__Directive__. Reproduce the records word for word, starting at the beginning of the records and continuing through the line that contains "(1492, 570)", with that line included. Leave the pictures out of your reproduction.

++++++++

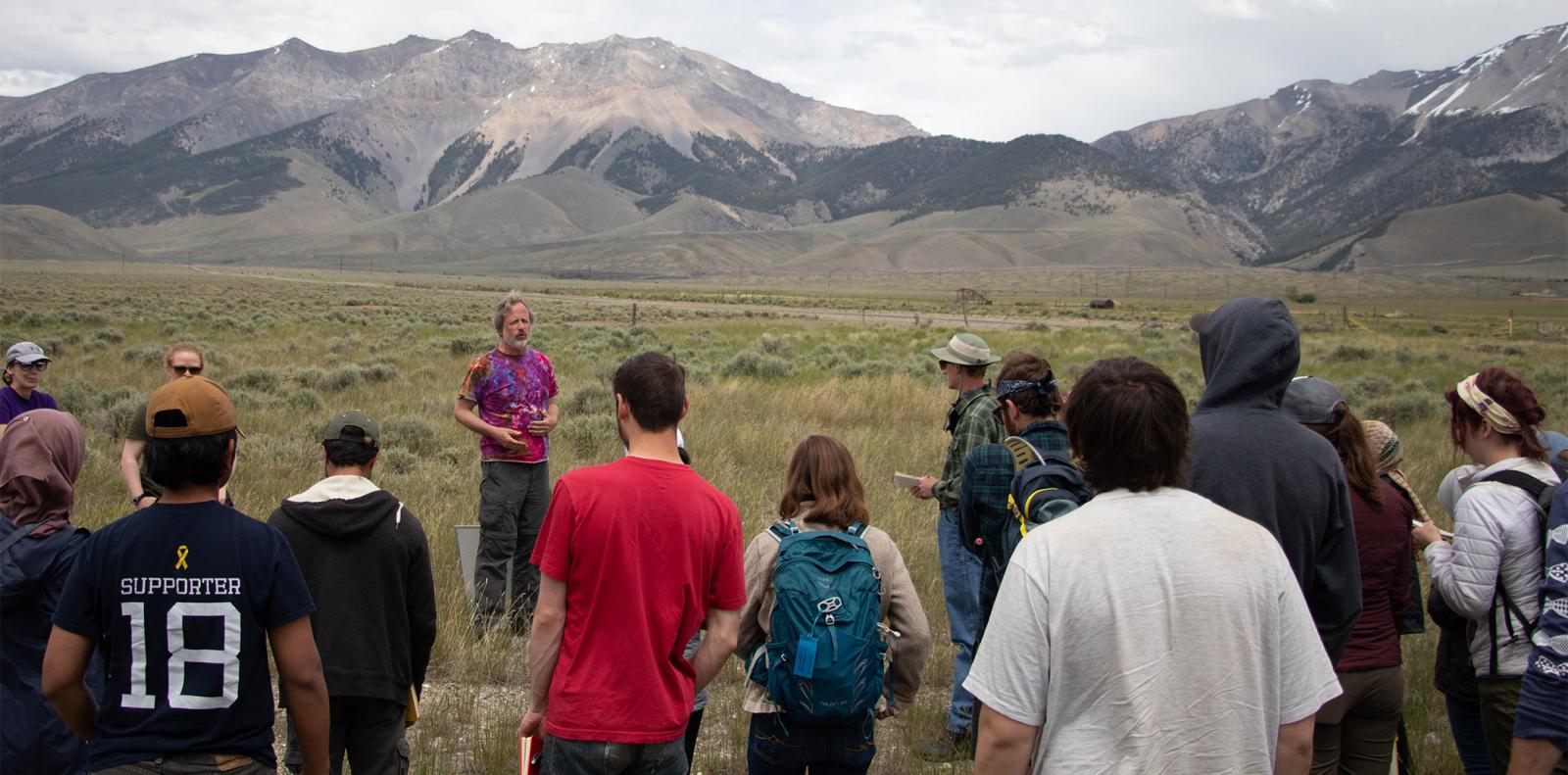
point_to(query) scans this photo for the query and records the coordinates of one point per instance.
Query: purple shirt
(12, 404)
(512, 391)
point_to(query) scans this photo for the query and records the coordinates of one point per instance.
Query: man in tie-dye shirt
(509, 399)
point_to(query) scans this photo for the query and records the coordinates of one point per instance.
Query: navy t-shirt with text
(179, 600)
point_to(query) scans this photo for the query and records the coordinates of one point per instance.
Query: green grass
(397, 347)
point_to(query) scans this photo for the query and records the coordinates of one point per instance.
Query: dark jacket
(1384, 550)
(1452, 672)
(31, 574)
(1253, 460)
(368, 565)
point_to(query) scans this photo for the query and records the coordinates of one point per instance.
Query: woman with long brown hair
(1355, 731)
(1492, 571)
(823, 493)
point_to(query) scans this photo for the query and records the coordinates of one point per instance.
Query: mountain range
(637, 156)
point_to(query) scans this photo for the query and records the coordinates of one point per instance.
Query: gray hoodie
(1253, 460)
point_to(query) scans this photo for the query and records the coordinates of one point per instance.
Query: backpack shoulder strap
(1024, 454)
(783, 529)
(1521, 480)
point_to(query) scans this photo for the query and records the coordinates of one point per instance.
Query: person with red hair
(1492, 570)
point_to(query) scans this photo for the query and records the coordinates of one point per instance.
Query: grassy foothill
(294, 347)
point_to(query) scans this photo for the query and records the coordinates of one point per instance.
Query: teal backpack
(825, 659)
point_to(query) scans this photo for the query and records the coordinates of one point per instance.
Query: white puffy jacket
(1496, 534)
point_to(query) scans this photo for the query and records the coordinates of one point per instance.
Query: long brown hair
(1350, 441)
(822, 469)
(1509, 389)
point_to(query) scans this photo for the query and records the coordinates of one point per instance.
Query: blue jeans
(783, 747)
(593, 756)
(961, 592)
(1468, 738)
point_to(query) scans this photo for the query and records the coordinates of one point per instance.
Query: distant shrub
(303, 399)
(760, 365)
(148, 355)
(342, 378)
(595, 399)
(416, 435)
(1403, 407)
(397, 460)
(264, 380)
(1368, 386)
(1352, 354)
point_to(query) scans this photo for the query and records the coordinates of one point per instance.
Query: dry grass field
(294, 347)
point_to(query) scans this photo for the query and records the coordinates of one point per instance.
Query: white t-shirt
(1152, 633)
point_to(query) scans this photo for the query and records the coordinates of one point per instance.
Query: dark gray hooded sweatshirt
(1253, 460)
(368, 565)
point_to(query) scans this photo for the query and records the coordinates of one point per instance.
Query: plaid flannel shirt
(976, 425)
(988, 475)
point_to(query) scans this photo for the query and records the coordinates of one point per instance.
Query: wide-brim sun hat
(966, 350)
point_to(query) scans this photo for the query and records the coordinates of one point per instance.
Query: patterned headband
(1007, 388)
(1501, 419)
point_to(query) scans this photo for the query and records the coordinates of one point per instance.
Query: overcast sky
(980, 70)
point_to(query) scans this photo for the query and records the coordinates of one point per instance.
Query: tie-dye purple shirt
(512, 391)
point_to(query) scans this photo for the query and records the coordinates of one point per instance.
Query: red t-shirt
(645, 548)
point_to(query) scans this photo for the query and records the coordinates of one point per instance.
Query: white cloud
(20, 82)
(1233, 8)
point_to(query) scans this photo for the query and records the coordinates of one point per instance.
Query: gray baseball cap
(964, 349)
(353, 425)
(24, 354)
(1311, 401)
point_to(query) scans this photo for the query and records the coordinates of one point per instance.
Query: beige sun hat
(968, 350)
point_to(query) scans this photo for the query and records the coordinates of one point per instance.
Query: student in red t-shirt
(634, 557)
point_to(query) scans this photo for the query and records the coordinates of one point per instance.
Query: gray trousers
(368, 730)
(514, 499)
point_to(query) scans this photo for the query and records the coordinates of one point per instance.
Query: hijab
(39, 459)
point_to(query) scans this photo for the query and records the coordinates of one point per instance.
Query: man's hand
(543, 427)
(1424, 534)
(509, 438)
(532, 723)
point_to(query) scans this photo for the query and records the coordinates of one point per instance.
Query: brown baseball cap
(190, 407)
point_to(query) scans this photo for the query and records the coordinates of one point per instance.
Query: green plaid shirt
(976, 424)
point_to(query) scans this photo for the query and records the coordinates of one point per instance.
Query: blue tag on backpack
(805, 657)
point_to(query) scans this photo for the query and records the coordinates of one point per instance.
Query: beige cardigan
(901, 605)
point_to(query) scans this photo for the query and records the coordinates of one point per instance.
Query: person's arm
(545, 650)
(718, 642)
(1294, 747)
(305, 689)
(1466, 570)
(469, 419)
(1335, 598)
(420, 602)
(1004, 746)
(63, 683)
(130, 469)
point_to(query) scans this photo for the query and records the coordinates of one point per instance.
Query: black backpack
(1045, 487)
(1542, 495)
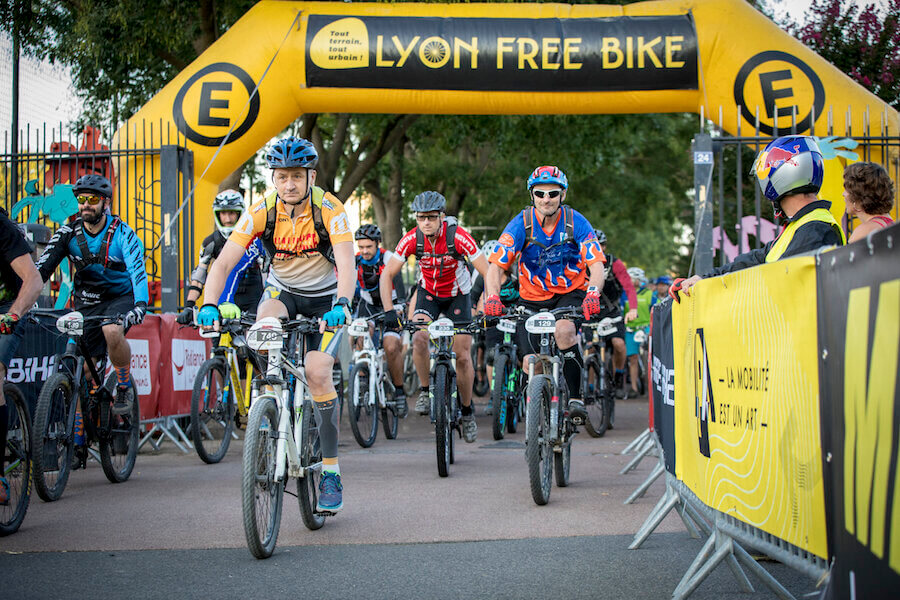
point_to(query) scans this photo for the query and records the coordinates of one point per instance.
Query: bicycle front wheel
(311, 461)
(537, 439)
(442, 431)
(17, 461)
(212, 411)
(54, 422)
(361, 409)
(261, 494)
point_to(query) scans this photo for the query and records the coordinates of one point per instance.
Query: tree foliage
(864, 43)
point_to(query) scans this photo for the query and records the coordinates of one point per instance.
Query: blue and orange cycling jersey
(550, 265)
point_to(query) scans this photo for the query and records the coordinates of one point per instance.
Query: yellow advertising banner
(748, 440)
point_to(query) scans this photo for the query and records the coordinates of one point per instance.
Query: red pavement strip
(392, 494)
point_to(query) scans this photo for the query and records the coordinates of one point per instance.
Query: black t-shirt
(12, 246)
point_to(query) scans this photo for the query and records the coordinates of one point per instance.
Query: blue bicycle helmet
(548, 174)
(292, 152)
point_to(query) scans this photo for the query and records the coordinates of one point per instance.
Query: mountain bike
(508, 387)
(282, 438)
(74, 383)
(17, 460)
(548, 429)
(442, 391)
(371, 390)
(219, 400)
(596, 379)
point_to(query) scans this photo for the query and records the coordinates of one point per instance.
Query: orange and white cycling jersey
(297, 266)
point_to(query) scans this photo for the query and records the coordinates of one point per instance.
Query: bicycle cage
(543, 322)
(71, 323)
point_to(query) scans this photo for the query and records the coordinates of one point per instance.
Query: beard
(92, 218)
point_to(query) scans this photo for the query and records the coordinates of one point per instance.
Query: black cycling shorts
(302, 306)
(93, 331)
(457, 308)
(531, 344)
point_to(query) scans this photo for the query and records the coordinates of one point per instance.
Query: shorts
(10, 343)
(93, 331)
(457, 308)
(304, 306)
(632, 347)
(528, 343)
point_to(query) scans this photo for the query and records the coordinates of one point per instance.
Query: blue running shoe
(330, 497)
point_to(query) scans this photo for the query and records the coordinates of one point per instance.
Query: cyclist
(646, 297)
(555, 246)
(370, 262)
(616, 283)
(789, 172)
(244, 285)
(441, 248)
(20, 286)
(509, 295)
(110, 278)
(306, 234)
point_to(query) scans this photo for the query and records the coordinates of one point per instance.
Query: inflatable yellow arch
(720, 58)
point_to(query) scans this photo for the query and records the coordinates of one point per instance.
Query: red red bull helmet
(791, 164)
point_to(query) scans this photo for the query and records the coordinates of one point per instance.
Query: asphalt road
(174, 529)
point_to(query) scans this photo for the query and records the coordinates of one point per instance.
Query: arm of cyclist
(215, 282)
(386, 287)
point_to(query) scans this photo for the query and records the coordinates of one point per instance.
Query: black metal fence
(149, 185)
(731, 216)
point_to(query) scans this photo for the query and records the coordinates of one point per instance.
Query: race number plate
(443, 327)
(506, 326)
(541, 323)
(266, 334)
(358, 328)
(71, 323)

++++++++

__Full solution__.
point_to(query) scans this photo for the query and records the coordinates of one point per instance.
Query: purple shirt
(12, 404)
(512, 391)
point_to(query) scans this photo for the query and records the coordinates of one point per instance.
Query: man in tie-dye shirt
(509, 399)
point_to(query) scans this photo for the query and records the coordinates of one point per instance.
Query: navy t-shirt with text
(179, 600)
point_to(query) scans this photo for the query and records the coordinates of one point per instance.
Query: green grass
(397, 347)
point_to(query) scans this photo for the query and records the coordinates of one point per instance.
Query: dark jacket
(1384, 550)
(1452, 672)
(31, 574)
(1253, 460)
(368, 565)
point_to(query) scans this photo for the query and records the coordinates of one point per instance.
Query: woman with long brown hair
(1355, 731)
(1492, 571)
(823, 493)
point_to(query) scans this photo for the query and records the coordinates of one point per instance.
Query: mountain range
(637, 156)
point_to(query) scans this photo for the query and records the coordinates of one point per instance.
Query: gray hoodie
(1253, 460)
point_to(query) scans this photo for the query and records the coordinates of one point per instance.
Query: backpack shoulder strap
(1024, 454)
(783, 529)
(1521, 480)
point_to(query) scans this photo for the query and records the coordinates of one point per instance.
Query: person with red hair
(1492, 570)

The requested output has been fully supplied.